• [Consegna] Prosegua il testo sul rapporto tra l'uomo e le macchine a partire dalla sua ultima riga.

• [Testo da leggere]
══════════
3.2. Assumiamo che le modalità di comportamento (a) e (b) di cui in 3.1.1 siano compresenti nei comportamenti umani. Chiamiamo comportamenti oziosi i comportamenti di tipo (b) e residui di oziosità la quote di comportamenti del tipo (b) compresenti con quote di comportamenti di tipi (a) nei comportamenti umani.

4. Lavorare con le macchine: oltre il luddismo.

4.1. Il luddismo è atteggiamento iconoclasta e feticista. Il luddismo vede le macchine come idoli da abbattere. Le macchine incarnano il male; sono prive di valenze positive.

4.2. Borges, nella stessa linea di Marx, afferma: "Il regno della macchina è un fenomeno che ormai nessuno mette in discussione." Il luddismo è smascherato come atteggiamento infantile e passatista. La soddisfazione dei bisogni umani è legata all'uso delle macchine. Il macchinismo industriale è un elemento strutturale, irrinunciabile, del sistema socio-economico affermatosi a partire dall'ultimo scorcio del 1700. (E Borges non si nega che la stessa costruzione di macchine oziose è "un passo ulteriore di tale ineluttabile processo").

4.3.Ciò non toglie la drammatica importanza del rapporto tra l'uomo e le (sempre più complesse, autonome, autoregolate) macchine. L'inevitabilità delle macchine non nega l'esigenza di capire se e dove difendersi dalle macchine.

5. Funzionamento e utilità delle macchine.
══════════
• [Righe dei dati]
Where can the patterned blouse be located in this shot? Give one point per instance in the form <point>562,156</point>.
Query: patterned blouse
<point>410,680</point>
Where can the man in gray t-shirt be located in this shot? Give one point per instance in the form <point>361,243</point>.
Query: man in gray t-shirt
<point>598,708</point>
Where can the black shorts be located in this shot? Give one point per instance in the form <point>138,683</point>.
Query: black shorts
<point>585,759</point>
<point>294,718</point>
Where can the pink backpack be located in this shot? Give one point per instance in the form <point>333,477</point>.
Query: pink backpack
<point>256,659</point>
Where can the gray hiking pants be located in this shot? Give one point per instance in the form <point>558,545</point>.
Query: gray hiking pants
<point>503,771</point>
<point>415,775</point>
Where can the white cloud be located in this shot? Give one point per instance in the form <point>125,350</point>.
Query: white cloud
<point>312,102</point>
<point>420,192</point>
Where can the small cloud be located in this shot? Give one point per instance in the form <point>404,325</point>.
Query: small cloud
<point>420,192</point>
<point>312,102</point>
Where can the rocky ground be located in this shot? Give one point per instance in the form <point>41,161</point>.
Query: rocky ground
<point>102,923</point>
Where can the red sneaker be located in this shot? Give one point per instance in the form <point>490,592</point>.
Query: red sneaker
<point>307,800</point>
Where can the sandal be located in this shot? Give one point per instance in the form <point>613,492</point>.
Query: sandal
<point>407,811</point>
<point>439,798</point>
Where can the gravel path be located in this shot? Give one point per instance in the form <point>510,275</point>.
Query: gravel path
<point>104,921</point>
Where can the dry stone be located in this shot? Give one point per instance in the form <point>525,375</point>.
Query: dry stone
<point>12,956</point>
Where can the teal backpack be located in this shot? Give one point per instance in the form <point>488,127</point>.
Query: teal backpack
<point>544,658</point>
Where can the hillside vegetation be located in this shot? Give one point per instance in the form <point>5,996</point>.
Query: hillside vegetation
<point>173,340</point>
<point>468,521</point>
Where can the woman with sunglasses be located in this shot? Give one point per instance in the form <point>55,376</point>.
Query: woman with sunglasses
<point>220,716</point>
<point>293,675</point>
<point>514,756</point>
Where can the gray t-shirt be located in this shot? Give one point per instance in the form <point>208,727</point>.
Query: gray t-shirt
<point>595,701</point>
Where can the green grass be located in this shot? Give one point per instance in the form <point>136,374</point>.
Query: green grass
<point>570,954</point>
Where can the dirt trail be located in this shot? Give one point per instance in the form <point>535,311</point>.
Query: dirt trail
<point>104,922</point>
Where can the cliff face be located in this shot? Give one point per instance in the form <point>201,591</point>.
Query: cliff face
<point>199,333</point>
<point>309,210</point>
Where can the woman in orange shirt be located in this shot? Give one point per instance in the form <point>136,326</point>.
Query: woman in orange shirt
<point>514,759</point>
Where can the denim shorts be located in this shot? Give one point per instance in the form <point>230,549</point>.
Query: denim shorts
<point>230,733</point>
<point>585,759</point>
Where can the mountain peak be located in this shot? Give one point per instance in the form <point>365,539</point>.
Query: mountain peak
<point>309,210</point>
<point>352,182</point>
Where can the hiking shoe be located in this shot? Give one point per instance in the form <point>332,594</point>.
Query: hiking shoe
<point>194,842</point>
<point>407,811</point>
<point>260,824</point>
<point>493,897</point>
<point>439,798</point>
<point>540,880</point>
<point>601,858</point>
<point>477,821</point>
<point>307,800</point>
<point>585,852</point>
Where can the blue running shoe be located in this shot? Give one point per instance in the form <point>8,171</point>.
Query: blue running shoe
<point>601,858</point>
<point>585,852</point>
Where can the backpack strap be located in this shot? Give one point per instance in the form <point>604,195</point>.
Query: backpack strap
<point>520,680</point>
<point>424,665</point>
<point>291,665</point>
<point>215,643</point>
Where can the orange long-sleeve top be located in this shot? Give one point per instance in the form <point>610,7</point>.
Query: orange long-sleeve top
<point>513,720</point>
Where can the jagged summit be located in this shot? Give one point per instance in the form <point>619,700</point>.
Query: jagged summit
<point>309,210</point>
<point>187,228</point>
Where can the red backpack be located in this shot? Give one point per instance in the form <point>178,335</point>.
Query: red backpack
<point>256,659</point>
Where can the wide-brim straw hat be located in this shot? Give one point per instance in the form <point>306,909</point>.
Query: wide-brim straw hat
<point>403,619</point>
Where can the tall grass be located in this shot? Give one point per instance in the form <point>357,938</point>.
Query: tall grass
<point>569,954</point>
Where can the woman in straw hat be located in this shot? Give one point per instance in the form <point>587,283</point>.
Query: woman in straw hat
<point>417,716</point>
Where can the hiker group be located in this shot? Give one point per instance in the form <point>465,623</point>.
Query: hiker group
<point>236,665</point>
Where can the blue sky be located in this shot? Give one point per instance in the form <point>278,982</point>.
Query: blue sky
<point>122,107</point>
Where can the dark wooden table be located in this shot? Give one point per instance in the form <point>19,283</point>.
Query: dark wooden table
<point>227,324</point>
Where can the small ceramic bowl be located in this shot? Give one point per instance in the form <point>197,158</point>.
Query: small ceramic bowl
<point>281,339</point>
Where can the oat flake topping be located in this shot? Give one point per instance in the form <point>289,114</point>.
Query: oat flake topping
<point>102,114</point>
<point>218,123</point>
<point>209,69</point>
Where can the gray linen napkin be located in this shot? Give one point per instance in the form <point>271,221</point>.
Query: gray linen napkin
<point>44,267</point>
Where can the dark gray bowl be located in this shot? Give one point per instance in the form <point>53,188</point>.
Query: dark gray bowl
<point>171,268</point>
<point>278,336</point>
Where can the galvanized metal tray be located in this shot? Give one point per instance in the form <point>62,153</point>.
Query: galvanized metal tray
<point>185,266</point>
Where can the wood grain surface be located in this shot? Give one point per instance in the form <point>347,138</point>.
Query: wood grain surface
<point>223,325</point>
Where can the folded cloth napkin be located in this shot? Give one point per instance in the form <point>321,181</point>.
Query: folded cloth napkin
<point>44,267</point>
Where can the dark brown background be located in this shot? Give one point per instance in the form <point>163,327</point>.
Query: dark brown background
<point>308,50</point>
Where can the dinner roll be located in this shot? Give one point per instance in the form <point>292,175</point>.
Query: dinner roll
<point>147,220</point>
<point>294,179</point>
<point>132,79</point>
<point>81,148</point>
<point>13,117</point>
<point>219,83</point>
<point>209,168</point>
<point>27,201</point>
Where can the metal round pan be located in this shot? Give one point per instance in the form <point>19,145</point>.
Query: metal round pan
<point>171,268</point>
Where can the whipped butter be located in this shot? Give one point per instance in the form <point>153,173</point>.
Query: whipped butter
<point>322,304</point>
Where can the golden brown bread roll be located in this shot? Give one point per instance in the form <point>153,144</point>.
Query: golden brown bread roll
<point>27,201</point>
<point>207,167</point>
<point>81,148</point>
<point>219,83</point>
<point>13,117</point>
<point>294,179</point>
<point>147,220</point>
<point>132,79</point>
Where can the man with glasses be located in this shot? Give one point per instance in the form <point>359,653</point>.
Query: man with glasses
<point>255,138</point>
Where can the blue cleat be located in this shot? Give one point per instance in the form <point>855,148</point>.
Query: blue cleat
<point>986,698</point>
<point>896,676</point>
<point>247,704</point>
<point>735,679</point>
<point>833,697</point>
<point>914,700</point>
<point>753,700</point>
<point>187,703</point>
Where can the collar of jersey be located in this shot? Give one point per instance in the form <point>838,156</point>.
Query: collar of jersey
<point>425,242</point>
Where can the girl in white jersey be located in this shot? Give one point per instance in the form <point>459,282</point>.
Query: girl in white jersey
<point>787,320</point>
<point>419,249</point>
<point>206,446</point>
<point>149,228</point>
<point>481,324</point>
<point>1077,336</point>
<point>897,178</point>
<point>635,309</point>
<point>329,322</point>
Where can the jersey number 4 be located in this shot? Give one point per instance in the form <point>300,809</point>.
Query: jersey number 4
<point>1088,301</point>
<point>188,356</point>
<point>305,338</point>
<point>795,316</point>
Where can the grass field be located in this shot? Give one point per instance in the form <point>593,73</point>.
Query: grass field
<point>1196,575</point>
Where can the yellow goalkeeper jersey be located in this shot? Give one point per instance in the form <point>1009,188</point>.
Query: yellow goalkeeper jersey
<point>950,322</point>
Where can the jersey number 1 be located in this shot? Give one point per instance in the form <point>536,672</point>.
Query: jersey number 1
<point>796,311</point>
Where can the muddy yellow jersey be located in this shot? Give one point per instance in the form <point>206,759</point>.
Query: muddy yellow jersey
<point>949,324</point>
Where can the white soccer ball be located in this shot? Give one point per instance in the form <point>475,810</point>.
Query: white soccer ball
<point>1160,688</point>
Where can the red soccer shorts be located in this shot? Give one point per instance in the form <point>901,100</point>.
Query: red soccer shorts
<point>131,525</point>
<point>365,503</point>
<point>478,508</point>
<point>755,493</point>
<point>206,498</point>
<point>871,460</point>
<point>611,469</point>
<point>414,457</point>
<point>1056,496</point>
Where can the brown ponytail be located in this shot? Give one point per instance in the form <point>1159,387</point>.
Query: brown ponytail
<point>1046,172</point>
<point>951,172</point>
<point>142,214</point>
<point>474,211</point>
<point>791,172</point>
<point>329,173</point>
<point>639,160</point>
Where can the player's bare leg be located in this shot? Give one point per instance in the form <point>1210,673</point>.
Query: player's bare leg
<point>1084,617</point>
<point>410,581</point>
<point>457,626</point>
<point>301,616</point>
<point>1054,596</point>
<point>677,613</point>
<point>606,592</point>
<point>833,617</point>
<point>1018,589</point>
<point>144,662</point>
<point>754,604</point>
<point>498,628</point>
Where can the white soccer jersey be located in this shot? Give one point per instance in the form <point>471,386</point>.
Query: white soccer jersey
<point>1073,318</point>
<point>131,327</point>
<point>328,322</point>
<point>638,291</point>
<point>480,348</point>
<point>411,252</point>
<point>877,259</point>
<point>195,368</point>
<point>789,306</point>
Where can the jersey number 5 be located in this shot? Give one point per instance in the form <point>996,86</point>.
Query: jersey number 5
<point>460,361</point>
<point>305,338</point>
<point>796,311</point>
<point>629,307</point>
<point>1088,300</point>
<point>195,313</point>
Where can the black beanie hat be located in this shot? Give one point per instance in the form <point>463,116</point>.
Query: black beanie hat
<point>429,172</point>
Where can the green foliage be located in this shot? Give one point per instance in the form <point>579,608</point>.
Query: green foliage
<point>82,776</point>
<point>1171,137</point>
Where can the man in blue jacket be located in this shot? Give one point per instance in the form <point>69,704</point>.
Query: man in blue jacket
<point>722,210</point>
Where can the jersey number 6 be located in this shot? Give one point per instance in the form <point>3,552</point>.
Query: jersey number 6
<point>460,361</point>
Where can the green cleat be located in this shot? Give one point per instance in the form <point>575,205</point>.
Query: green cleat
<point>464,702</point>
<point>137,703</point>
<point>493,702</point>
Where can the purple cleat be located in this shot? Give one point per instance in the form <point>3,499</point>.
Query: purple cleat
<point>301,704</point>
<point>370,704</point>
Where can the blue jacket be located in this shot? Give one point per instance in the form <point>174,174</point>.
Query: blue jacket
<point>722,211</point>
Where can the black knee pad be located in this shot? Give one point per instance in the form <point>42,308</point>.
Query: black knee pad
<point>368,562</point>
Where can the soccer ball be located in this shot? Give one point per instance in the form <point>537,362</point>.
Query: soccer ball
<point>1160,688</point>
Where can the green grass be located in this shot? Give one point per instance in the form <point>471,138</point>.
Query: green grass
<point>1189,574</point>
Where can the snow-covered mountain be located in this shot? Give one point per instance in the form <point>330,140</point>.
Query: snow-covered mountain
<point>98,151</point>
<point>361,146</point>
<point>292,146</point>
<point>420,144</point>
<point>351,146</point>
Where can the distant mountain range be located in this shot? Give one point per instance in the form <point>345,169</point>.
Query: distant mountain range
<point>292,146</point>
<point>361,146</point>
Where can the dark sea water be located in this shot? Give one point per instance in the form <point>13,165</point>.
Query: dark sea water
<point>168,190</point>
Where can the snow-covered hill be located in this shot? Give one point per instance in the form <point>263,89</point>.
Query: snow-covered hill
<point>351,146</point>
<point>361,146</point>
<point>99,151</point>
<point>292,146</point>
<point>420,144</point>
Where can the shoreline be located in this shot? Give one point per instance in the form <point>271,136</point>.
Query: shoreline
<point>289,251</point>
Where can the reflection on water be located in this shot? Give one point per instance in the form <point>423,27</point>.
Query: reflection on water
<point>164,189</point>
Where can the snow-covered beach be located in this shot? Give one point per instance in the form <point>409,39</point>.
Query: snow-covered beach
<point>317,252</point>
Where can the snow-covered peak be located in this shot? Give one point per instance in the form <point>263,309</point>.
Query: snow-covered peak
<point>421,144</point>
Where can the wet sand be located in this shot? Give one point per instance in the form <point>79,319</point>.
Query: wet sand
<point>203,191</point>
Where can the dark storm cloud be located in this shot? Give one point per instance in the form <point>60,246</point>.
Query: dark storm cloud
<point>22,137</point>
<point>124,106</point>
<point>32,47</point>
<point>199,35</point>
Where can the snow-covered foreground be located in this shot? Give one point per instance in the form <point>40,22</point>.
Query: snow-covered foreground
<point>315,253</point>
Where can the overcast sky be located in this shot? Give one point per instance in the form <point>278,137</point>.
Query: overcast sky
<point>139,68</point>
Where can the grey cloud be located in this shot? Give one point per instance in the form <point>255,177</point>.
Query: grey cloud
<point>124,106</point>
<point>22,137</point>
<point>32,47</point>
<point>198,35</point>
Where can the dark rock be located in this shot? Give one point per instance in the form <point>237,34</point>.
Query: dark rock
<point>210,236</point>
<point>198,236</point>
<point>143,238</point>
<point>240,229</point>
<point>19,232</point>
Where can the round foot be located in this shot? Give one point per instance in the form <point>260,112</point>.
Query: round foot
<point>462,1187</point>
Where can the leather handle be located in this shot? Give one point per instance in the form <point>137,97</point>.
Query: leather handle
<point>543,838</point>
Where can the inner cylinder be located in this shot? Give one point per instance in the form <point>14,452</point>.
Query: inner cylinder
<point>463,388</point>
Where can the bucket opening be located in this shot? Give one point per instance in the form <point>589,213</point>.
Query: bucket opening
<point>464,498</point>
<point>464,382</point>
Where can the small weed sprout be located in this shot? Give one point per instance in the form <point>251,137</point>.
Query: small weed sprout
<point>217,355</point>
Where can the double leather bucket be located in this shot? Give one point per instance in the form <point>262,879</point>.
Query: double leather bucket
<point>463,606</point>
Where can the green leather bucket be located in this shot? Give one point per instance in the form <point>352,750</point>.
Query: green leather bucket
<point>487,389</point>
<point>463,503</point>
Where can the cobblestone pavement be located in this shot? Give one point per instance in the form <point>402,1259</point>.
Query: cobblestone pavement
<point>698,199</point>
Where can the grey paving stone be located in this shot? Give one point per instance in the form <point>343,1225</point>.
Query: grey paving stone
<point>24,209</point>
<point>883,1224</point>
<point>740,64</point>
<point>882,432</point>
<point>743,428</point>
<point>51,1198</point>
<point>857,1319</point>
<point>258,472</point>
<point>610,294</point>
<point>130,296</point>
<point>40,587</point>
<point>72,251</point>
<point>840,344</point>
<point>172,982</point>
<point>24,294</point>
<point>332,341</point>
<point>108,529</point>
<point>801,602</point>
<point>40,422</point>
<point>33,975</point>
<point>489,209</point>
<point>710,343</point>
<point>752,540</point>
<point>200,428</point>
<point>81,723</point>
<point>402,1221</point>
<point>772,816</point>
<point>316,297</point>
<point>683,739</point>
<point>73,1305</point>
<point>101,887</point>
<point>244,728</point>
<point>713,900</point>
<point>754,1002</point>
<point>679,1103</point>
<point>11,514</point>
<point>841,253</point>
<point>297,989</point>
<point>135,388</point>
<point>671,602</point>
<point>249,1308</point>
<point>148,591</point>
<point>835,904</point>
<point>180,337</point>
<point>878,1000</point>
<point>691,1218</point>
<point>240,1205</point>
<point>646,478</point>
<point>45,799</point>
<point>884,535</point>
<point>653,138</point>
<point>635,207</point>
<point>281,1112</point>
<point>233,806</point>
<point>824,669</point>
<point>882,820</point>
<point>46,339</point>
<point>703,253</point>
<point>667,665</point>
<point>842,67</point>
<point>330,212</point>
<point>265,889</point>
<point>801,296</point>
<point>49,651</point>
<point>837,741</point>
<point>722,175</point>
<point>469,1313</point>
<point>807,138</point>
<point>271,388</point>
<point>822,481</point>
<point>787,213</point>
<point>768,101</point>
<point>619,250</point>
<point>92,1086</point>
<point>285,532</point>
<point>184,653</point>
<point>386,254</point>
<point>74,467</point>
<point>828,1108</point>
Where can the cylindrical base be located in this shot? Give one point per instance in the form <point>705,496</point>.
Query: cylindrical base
══════════
• [Risultato finale]
5.1. Come la fulminante pagina Borges dalla quale prendiamo spunto, la nostra riflessione ha come oggetto le macchine utilizzate in "officine" e "uffici" (anche se la riflessione può essere estesa alle macchine di uso domestico). Osservandone il funzionamento, non sfuggiranno ad uno sguardo critico i loro limiti. Si tratta di limiti intrinseci, previsti a livello di progetto: (a) assenza di standard, quindi difficile apprendimento dell'uso e limitate possibilità di interconnettere macchine diverse; (b) scarso rispetto dell'ergonomia, quindi gratuito affaticamento del lavoratore; (c) scarsa elasticità nelle modalità di funzionamento, quindi presenza –disfunzionale rispetto all'uso– di dettagli esornativi ed accessori inutili; (d) complessità delle prassi manutentive, che dovranno essere svolte da tecnici specializzati.

Scolio. Chi di voi lavorando non si è mai innervosito di fronte alle incongruenze di macchine d'uso comune, penne a china e condizionatori d'aria, macchine da scrivere e stampanti, telefax e mobili da ufficio, programmi per personal computer e procedure su elaboratore centrale, fresatrici e seghe circolari, macchine a controllo numerico e sistemi robotizzati? Chi di voi non ha mai notato che la forma della macchina ne rendeva scomodo l'uso? Chi di voi non si è trovato in difficoltà di fronte a un manuale di istruzioni incomprensibile? Chi di voi non ha pensato che con poche modifiche la macchina potrebbe diventare molto più funzionale e di uso più agevole?

5.2. La macchina è complessa al di là di quanto è necessario che sia complessa per svolgere il suo lavoro. La complessità non è irrilevante: funziona come meccanismo che diminuisce le capacità lavorative della macchina, ovvero l'utilità della macchina per l'uomo lavoratore. L'inadeguatezza delle macchine si manifesta sotto forma di loro gratuita complessità.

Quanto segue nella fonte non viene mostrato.